- _Supplied text_
%%

Summary
In Moser, the plaintiff claimed that as a consequence of the breach of the settlement agreement, he was entitled to the full value of the salary, benefits, and stock options he would have received absent the settlement agreement.
Summary of this case from Wang v. Ehang Holdings Ltd.Opinion
Case No. 04CV2085 JLS (WMc).
2012-12-20
Anthony J. Dain, Frederick K. Taylor, Robin L. Phillips, Procopio Cory Hargreaves & Savitch LLP, San Diego, CA, for Plaintiff. Earll M. Pott, Coughlan, Semmer, Fitch & Pott, LLP, Michael A. Attanasio, Ryan E. Blair, Cooley Godward Kronish, San Diego, CA, Jason D. Kogan, Terry W. Bird, Thomas V. Reichert, Preston H. Lim, Bird, Marella, Boxer, Wolpert, Nessim, Drooks & Lincenberg, Los Angeles, CA, for Defendant.

%%

- _What is asked_
1. Reproduce word for word the part of the case summary between "Summary of this" and "CA, for Defendant.", inclusive.
2. Answer these questions from the case summary:
(a) What case number is given?
(b) In Moser, the plaintiff claimed entitlement to the full value of what three things?
(c) Which firm in Los Angeles, CA, is listed for the defendant?

- _Information supplied_
%%

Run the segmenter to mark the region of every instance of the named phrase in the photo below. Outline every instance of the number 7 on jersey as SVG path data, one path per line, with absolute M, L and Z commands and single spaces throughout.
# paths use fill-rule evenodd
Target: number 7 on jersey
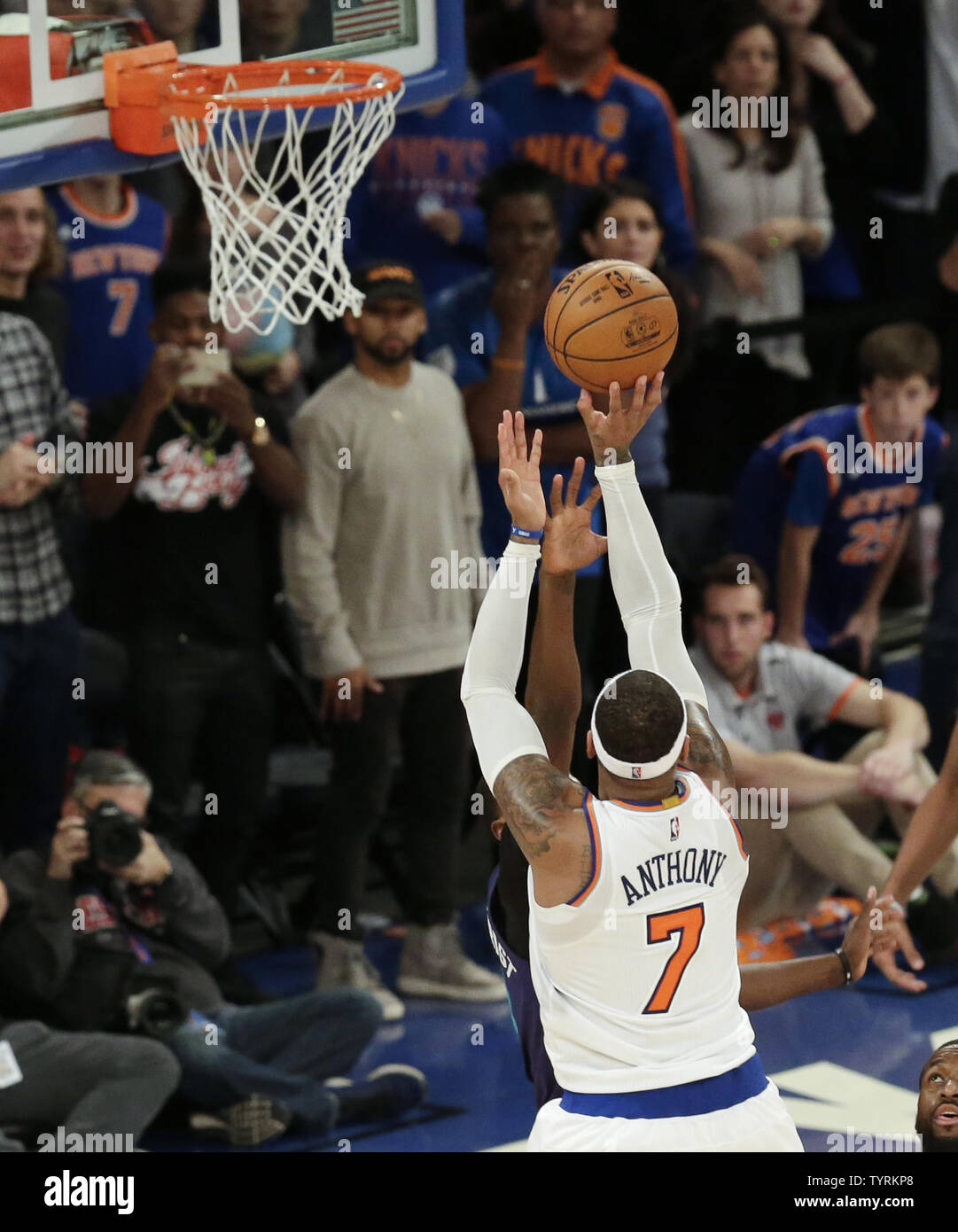
M 678 989 L 678 982 L 685 975 L 685 968 L 698 949 L 704 923 L 706 909 L 702 903 L 696 903 L 694 907 L 682 907 L 676 912 L 659 912 L 658 915 L 649 915 L 646 923 L 649 945 L 667 941 L 677 933 L 678 946 L 666 962 L 665 971 L 659 977 L 655 992 L 649 998 L 649 1004 L 643 1014 L 666 1014 L 669 1011 L 672 998 Z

%%

- _Complete answers_
1.
Summary of this case from Wang v. Ehang Holdings Ltd.Opinion
Case No. 04CV2085 JLS (WMc).
2012-12-20
Anthony J. Dain, Frederick K. Taylor, Robin L. Phillips, Procopio Cory Hargreaves & Savitch LLP, San Diego, CA, for Plaintiff. Earll M. Pott, Coughlan, Semmer, Fitch & Pott, LLP, Michael A. Attanasio, Ryan E. Blair, Cooley Godward Kronish, San Diego, CA, Jason D. Kogan, Terry W. Bird, Thomas V. Reichert, Preston H. Lim, Bird, Marella, Boxer, Wolpert, Nessim, Drooks & Lincenberg, Los Angeles, CA, for Defendant.

2.
(a) 04CV2085 JLS (WMc)
(b) The salary, benefits, and stock options he would have received absent the settlement agreement
(c) Bird, Marella, Boxer, Wolpert, Nessim, Drooks & Lincenberg